▶ _书面任务_: 把下面所有的行转成一个编号列表，空行略去不写。

▶ _记录列表_:
········
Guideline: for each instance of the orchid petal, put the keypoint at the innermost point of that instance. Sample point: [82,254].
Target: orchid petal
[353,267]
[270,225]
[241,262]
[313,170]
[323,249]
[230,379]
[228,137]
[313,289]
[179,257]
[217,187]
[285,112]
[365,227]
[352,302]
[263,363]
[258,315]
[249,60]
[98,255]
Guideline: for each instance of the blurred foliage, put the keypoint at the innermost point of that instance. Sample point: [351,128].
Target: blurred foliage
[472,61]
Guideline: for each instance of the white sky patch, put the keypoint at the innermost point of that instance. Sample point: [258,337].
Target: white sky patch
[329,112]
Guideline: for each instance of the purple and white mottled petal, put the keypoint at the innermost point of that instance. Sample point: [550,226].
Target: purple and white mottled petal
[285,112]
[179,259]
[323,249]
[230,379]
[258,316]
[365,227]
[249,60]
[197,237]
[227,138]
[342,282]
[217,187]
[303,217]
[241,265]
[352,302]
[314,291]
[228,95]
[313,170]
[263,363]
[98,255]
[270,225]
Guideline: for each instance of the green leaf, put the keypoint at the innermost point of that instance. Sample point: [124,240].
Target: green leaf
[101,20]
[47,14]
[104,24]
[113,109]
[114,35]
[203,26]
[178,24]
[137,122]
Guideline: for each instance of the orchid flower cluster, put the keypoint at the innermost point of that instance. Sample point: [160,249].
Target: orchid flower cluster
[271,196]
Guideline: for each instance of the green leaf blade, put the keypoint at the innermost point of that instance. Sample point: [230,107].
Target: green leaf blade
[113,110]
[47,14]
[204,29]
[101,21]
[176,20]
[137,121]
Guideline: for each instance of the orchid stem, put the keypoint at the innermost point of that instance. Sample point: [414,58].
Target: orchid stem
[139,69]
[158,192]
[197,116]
········
▶ _回答_:
1. Guideline: for each instance of the orchid petal, put the keypoint at the innermost point of that instance. Sample point: [82,254].
2. Target: orchid petal
3. [353,267]
4. [270,225]
5. [241,262]
6. [313,170]
7. [323,249]
8. [230,379]
9. [228,137]
10. [313,289]
11. [179,257]
12. [217,187]
13. [285,112]
14. [365,227]
15. [352,302]
16. [263,363]
17. [258,315]
18. [249,60]
19. [98,255]
20. Guideline: for each instance of the blurred foliage, put the keypoint at the innermost point of that instance. Sample point: [351,128].
21. Target: blurred foliage
22. [472,61]
23. Guideline: for each instance of the white sky patch, put the keypoint at the innermost point of that instance. Sample point: [258,337].
24. Target: white sky patch
25. [329,112]
26. Guideline: for each instance of the purple and white mottled petal, put the keypoint at the innermost point of that instance. Sample point: [550,226].
27. Target: purple and white mottled petal
28. [285,112]
29. [179,259]
30. [323,249]
31. [230,379]
32. [258,316]
33. [365,227]
34. [249,60]
35. [197,237]
36. [227,138]
37. [342,282]
38. [217,187]
39. [303,217]
40. [241,265]
41. [352,302]
42. [314,291]
43. [228,95]
44. [313,170]
45. [263,363]
46. [98,255]
47. [270,225]
48. Guideline: for each instance of the green leaf, put the keypoint at the innermost point of that instance. Sample point: [124,240].
49. Target: green leaf
50. [101,20]
51. [47,14]
52. [104,24]
53. [113,109]
54. [114,35]
55. [203,26]
56. [178,24]
57. [137,122]
58. Guideline: for each instance of the orchid flower cluster, put the keypoint at the innermost point of that instance. Sample point: [160,249].
59. Target: orchid flower cluster
60. [271,196]
61. Guideline: for each instance of the green leaf blade, put the keypoint at the innermost point of that instance. Sample point: [230,107].
62. Target: green leaf blade
63. [113,110]
64. [47,14]
65. [204,29]
66. [101,21]
67. [176,20]
68. [137,121]
69. Guideline: for each instance of the orchid stem, put the keypoint at the innermost point of that instance. Sample point: [414,58].
70. Target: orchid stem
71. [139,69]
72. [158,192]
73. [197,116]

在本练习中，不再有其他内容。